Records for processing
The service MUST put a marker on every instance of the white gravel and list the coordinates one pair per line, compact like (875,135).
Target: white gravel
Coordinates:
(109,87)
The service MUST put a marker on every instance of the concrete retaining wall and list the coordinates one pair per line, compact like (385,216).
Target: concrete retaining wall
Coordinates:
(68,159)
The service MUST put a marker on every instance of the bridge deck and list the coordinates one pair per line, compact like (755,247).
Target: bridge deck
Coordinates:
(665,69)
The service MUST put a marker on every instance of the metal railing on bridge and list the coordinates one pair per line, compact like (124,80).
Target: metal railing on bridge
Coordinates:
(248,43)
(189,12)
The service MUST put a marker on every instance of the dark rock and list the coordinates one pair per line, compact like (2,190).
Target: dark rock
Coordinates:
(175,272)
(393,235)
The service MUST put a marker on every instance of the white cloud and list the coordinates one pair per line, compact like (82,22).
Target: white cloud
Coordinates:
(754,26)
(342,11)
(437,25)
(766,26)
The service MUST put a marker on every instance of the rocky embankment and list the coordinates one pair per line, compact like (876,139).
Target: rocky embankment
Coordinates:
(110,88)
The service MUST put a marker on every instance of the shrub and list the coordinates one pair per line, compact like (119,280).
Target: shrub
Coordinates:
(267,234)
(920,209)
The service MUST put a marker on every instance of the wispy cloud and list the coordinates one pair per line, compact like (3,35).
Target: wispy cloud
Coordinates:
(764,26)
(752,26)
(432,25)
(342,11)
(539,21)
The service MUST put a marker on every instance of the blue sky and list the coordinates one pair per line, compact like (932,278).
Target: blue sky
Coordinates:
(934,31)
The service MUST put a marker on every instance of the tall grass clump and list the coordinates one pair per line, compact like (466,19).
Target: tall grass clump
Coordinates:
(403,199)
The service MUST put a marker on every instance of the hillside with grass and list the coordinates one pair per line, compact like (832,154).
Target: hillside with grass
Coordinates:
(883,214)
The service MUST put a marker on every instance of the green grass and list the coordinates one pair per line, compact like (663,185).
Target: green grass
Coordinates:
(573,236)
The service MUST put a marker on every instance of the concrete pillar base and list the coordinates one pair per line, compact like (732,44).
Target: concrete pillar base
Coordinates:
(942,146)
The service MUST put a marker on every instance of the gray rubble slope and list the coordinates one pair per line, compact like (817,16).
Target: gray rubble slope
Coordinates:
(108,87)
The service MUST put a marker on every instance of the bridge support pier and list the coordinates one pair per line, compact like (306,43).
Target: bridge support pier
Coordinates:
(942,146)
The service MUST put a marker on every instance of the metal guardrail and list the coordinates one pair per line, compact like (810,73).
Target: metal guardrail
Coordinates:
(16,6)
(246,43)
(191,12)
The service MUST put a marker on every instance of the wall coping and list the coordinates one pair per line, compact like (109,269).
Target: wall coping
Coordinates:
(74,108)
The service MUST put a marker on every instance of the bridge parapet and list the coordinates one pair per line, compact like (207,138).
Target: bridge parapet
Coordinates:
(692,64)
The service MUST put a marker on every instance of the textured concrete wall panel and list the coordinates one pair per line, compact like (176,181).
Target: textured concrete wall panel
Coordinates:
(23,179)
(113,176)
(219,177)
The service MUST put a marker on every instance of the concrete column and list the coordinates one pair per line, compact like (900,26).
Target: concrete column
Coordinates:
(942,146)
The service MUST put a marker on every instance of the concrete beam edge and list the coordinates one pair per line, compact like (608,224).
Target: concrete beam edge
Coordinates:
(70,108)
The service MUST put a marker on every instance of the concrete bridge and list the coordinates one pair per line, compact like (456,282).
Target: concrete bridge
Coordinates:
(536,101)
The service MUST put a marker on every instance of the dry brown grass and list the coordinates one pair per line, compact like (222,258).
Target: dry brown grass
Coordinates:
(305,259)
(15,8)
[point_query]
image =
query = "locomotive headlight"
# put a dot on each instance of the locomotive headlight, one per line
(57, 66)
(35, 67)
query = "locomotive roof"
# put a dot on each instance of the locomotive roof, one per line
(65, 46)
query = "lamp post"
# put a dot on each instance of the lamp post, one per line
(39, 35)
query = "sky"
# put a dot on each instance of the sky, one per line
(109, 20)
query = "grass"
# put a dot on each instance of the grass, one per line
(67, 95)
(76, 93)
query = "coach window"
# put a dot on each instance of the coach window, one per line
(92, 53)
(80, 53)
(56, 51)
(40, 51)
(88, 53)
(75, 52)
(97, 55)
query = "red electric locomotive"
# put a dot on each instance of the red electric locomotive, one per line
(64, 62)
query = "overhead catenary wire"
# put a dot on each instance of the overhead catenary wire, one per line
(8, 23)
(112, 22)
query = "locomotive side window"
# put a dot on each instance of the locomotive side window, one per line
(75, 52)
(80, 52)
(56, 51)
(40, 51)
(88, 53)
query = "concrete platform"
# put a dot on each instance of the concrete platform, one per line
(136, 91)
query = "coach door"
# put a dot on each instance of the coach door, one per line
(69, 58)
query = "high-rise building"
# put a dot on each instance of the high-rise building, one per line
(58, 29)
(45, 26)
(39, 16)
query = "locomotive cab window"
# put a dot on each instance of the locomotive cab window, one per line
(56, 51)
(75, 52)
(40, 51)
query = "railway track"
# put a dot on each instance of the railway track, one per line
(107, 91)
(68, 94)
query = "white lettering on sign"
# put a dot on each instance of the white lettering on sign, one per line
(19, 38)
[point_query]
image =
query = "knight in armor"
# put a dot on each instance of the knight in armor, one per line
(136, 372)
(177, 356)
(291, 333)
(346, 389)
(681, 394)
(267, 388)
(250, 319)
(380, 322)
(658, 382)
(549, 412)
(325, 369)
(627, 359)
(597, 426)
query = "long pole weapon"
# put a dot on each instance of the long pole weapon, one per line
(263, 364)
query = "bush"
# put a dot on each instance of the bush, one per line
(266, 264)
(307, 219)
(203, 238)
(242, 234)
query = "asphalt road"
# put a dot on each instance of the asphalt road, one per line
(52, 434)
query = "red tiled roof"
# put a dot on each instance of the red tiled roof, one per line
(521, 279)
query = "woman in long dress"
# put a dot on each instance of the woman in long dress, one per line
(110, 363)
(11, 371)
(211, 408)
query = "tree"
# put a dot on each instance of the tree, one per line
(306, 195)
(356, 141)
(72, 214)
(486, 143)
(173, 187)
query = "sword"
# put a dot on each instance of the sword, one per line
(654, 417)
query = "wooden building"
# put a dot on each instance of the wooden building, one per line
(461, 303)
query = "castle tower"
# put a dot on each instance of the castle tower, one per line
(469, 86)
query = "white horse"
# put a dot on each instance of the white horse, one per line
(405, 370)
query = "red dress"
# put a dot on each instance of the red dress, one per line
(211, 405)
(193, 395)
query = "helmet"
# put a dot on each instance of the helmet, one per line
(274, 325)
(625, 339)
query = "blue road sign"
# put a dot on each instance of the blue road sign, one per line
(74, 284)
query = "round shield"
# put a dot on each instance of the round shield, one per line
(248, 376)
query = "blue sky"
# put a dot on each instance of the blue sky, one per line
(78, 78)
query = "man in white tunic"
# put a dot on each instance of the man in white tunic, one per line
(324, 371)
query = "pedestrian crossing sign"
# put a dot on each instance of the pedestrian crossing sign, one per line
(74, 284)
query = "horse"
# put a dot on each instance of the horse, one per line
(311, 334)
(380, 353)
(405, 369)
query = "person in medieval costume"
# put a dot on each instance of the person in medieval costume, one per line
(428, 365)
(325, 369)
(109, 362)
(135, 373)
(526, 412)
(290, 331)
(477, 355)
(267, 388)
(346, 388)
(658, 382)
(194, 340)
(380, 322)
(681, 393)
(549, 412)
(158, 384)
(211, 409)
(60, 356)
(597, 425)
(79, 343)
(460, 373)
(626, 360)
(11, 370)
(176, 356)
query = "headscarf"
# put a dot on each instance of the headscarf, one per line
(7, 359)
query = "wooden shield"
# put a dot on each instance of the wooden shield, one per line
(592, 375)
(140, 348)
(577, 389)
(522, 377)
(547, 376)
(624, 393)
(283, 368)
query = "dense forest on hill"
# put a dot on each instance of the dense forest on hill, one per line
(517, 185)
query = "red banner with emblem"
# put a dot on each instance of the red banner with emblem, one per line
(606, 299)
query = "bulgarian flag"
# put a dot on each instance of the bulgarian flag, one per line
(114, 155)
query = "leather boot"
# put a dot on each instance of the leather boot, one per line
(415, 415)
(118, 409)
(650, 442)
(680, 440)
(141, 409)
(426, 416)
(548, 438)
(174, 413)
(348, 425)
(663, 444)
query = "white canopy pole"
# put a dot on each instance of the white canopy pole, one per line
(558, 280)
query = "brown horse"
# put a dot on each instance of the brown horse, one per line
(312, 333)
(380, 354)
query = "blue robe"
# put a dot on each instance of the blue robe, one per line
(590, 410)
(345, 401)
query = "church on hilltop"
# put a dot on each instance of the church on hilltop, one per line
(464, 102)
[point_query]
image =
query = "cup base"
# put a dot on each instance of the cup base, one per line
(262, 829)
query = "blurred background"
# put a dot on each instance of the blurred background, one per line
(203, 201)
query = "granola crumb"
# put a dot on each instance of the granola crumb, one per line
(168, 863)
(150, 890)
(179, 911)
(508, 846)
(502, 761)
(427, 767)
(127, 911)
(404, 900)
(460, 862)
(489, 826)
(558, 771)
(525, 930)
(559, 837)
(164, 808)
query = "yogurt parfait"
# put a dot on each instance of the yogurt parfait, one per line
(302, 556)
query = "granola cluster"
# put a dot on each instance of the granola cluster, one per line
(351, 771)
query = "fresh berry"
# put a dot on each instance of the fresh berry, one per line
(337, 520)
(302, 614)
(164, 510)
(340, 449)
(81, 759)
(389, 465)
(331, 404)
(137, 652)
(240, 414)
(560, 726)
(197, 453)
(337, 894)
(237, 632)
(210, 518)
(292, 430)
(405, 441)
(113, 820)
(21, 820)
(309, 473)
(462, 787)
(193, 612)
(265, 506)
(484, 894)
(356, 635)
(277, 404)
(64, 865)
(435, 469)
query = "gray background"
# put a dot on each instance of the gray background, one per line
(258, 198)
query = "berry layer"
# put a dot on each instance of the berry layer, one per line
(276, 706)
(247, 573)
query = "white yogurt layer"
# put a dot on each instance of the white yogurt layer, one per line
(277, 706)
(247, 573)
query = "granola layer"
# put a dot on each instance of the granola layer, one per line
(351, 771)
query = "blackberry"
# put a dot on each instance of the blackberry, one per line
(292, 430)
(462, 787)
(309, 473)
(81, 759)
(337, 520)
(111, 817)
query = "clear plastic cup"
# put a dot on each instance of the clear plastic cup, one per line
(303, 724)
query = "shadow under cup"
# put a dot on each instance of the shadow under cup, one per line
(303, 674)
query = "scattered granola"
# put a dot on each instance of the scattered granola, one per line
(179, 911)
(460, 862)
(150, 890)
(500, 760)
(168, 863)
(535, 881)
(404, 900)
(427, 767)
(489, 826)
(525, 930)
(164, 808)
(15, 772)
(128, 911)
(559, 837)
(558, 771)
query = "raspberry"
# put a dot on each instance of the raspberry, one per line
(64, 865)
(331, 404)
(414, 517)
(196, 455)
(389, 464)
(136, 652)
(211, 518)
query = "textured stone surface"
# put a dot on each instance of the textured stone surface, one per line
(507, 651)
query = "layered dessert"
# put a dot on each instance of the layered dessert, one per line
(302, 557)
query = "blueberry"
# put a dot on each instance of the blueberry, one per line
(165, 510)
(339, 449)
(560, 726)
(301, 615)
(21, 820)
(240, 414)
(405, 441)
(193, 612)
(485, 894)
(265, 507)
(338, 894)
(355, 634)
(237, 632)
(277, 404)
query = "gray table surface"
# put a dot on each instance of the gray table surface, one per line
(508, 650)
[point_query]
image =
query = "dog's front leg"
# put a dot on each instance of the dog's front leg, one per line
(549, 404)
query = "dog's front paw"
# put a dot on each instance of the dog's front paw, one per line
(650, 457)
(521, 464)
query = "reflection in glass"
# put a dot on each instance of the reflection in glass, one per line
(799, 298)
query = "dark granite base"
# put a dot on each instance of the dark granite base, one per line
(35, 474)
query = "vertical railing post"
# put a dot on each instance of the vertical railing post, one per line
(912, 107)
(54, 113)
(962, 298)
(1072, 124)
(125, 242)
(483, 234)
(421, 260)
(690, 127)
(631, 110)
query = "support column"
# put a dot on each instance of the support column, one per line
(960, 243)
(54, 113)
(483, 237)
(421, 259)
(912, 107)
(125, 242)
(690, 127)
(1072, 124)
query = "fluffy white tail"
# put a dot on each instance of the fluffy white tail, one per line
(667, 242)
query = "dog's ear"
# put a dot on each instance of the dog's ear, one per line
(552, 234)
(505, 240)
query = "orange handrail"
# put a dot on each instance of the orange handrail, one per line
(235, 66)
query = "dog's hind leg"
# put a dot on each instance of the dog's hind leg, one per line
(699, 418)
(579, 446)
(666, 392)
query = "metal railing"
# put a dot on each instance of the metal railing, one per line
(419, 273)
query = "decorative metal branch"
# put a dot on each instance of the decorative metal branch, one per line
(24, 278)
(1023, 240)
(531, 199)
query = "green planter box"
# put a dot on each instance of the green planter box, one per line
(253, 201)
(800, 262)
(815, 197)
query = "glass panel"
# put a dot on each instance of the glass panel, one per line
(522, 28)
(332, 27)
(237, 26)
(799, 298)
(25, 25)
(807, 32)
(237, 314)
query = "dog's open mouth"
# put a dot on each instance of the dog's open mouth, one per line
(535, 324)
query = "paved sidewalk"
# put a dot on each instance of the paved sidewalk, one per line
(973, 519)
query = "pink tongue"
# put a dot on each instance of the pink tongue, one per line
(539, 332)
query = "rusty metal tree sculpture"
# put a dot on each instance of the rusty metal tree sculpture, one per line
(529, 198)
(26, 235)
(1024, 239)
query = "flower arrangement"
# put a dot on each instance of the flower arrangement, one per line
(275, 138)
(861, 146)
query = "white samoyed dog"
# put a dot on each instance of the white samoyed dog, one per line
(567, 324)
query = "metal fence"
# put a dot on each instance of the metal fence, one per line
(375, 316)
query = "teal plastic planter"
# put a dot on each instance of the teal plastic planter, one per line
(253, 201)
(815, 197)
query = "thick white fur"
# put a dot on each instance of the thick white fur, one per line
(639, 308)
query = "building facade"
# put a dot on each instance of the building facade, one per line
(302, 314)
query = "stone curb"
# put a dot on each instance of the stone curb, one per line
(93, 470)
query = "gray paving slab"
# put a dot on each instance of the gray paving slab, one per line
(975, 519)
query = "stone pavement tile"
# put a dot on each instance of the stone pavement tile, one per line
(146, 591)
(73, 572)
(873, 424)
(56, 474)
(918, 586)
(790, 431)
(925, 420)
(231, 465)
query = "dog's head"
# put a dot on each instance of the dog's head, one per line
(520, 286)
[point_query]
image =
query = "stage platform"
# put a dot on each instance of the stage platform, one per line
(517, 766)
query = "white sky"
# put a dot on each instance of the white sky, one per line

Aim of the task
All lines of the data above that include the word "coping" must be shown.

Answer area
The service MUST put a marker on every instance of the wall coping and list the coordinates one pair per line, compact like (109,269).
Target: wall coping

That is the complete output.